REQUEST: Copy the lines below, swapping every "one point per instance" for "one point for each instance" and changing nothing else.

EXERCISE MATERIALS:
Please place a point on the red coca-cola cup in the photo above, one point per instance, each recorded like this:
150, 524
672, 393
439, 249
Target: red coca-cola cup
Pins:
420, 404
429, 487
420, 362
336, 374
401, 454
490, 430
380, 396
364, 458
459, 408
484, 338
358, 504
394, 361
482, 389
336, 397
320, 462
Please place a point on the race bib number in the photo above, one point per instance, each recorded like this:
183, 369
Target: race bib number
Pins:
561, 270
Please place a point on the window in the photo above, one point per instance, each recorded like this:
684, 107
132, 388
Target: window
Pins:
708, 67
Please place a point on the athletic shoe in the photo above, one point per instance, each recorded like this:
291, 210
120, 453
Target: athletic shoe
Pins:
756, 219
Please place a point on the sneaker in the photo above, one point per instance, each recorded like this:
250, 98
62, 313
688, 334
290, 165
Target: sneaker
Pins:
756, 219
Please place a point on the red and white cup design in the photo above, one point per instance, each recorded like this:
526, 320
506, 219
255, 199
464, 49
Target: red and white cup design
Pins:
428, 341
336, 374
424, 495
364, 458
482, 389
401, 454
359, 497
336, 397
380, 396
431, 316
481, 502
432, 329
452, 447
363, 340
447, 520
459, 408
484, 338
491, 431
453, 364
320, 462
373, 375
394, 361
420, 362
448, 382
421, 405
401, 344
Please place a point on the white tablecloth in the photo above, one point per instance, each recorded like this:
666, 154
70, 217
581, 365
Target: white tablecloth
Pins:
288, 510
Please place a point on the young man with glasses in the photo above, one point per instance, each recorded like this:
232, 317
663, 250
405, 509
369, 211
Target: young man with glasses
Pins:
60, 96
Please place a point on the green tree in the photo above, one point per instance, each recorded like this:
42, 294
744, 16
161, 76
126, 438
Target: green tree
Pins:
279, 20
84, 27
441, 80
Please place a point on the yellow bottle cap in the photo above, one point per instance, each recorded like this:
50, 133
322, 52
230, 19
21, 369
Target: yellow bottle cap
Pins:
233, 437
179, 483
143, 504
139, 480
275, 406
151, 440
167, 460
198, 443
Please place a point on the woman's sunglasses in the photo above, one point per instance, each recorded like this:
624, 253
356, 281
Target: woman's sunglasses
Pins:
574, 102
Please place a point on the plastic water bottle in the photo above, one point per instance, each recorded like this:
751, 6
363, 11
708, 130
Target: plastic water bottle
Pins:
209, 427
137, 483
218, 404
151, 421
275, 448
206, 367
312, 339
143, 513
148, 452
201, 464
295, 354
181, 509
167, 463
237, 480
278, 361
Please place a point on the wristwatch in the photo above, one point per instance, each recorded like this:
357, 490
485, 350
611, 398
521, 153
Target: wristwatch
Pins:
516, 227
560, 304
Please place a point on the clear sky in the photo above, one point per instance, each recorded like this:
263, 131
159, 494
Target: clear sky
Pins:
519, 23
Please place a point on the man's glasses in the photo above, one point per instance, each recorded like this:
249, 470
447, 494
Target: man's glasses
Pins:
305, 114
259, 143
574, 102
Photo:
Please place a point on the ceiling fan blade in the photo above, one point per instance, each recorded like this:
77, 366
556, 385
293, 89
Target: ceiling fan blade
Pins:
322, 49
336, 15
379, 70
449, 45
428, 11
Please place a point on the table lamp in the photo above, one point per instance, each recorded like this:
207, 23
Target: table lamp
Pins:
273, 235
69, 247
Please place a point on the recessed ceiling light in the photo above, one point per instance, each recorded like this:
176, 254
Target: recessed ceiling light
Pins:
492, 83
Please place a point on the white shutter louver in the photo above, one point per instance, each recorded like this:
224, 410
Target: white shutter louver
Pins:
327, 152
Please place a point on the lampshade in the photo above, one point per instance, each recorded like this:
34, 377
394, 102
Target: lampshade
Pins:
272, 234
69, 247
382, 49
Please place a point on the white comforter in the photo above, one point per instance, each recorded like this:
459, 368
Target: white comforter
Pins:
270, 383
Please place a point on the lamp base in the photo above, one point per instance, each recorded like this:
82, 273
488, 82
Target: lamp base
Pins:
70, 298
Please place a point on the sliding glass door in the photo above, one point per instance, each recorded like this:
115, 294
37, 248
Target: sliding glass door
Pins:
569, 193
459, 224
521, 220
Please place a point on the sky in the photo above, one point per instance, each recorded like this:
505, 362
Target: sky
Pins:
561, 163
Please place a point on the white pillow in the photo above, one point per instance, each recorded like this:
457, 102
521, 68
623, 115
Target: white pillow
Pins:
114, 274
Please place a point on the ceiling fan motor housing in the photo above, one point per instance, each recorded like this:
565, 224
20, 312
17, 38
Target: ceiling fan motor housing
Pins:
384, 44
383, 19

IN RESPONSE:
Please place a point on the red coca-cola cup in the photo above, one point for each instance, each recorded like this:
150, 524
672, 393
439, 249
Target: red coca-cola cup
Pins:
420, 404
429, 487
420, 362
336, 374
401, 454
490, 430
380, 396
364, 458
459, 408
484, 338
358, 504
394, 361
482, 389
336, 397
320, 462
Please place a point on the race bib number in the photo above, one point for each instance, each recorded like this:
183, 369
Target: race bib number
Pins:
561, 270
Please place a point on the window in the photo above, one point for each instance, each recorded like this:
684, 107
132, 388
Target: window
Pins:
708, 67
Please place a point on the athletic shoe in the photo above, one point for each instance, each recorded like this:
291, 210
120, 453
Target: athletic shoe
Pins:
756, 219
Please place a point on the sneaker in the photo above, one point for each instance, each recorded like this:
250, 98
62, 313
688, 334
290, 165
Target: sneaker
Pins:
756, 219
Please place a point on the red and white cup design in the photo above, one point for each instance, each recorded like this:
526, 320
506, 219
255, 199
464, 49
Target: red and white cup design
Pins:
428, 341
336, 374
424, 495
364, 458
482, 389
401, 454
359, 497
336, 397
380, 396
431, 316
481, 502
432, 329
452, 447
363, 340
447, 520
459, 408
484, 338
491, 431
453, 364
320, 462
373, 375
394, 361
420, 362
448, 382
421, 405
401, 344
Please place a point on the white tablecloth in the photo above, one point for each instance, each recorded like this:
666, 154
70, 217
581, 365
Target: white tablecloth
Pins:
288, 510
Please place a point on the young man with glasses in the photo above, one point for each instance, each recorded like this:
232, 317
663, 250
405, 509
369, 211
Target: young man with glasses
Pins:
60, 96
Please place a point on the green tree in the photo above, one point for each instance, each recorded like this:
42, 294
744, 16
161, 76
126, 438
Target: green tree
Pins:
279, 20
84, 27
441, 80
Please place a point on the yellow bottle cap in the photo above, one point for each instance, each recorded like this:
50, 133
322, 52
230, 19
21, 369
Target: yellow bottle cap
Pins:
233, 437
179, 483
143, 504
139, 480
275, 406
151, 440
167, 460
198, 443
Please place a point on the woman's sunglasses in the photo above, one point for each instance, each recorded like this:
624, 253
356, 281
Target: woman's sunglasses
Pins:
574, 102
Please place a point on the plastic water bottle in the photo above, one point for each instance, each recorded like this:
751, 6
363, 11
708, 130
Target: plastic water bottle
Pins:
209, 427
137, 483
218, 404
151, 421
275, 448
206, 367
312, 339
143, 513
148, 452
201, 464
295, 354
181, 509
167, 463
237, 480
278, 361
Please place a point on the wristwatch in the photo above, one point for each instance, each recorded like this:
357, 490
485, 350
611, 398
521, 153
Target: wristwatch
Pins:
516, 227
560, 304
Please place a point on the clear sky in the photo above, one point for each instance, each recorded like this:
263, 131
159, 494
Target: clear sky
Pins:
519, 23
Please place a point on the man's glasses in the photo above, one point for each instance, each recorded like this:
249, 470
447, 494
Target: man's glasses
Pins:
305, 114
259, 143
574, 102
Photo:
Please place a point on the ceiling fan blade in the photo above, one point for each instance, each recorded like this:
77, 366
556, 385
293, 89
Target: ceiling fan blade
Pins:
322, 49
336, 15
379, 70
449, 45
428, 11
Please place a point on the table lamp in the photo above, one point for each instance, each recorded like this:
207, 23
Target: table lamp
Pins:
273, 235
69, 247
Please place a point on the recessed ceiling light in the photo above, one point for each instance, each recorded like this:
176, 254
Target: recessed ceiling light
Pins:
492, 83
Please place a point on the white shutter louver in the photo above, one point for each instance, each recorded like this:
224, 410
Target: white shutter louver
Pins:
327, 152
Please place a point on the lampshade in the photo above, one point for each instance, each recorded like this:
34, 377
394, 102
Target: lampshade
Pins:
272, 234
69, 247
382, 49
Please place a point on the white comforter in the photo above, one point for each instance, each recorded like this:
459, 368
Target: white comforter
Pins:
270, 383
Please place a point on the lamp base in the photo above, one point for each instance, each recorded like this:
82, 273
488, 82
Target: lamp base
Pins:
70, 298
Please place a point on the sliding glass door in the photo above, one point for each instance, each recorded like this:
115, 294
37, 248
Target: sliding glass door
Pins:
569, 193
459, 224
521, 220
Please place a point on the sky in the photo above, one point for each instance, each recorded like this:
505, 362
Target: sky
Pins:
561, 163
Please place a point on the white pillow in the photo above, one point for each instance, each recorded like this:
457, 102
521, 68
623, 115
Target: white pillow
Pins:
114, 274
Please place a point on the ceiling fan motor housing in the photo above, one point for each instance, each recorded like this:
565, 224
20, 312
17, 38
Target: ceiling fan motor housing
Pins:
384, 44
383, 19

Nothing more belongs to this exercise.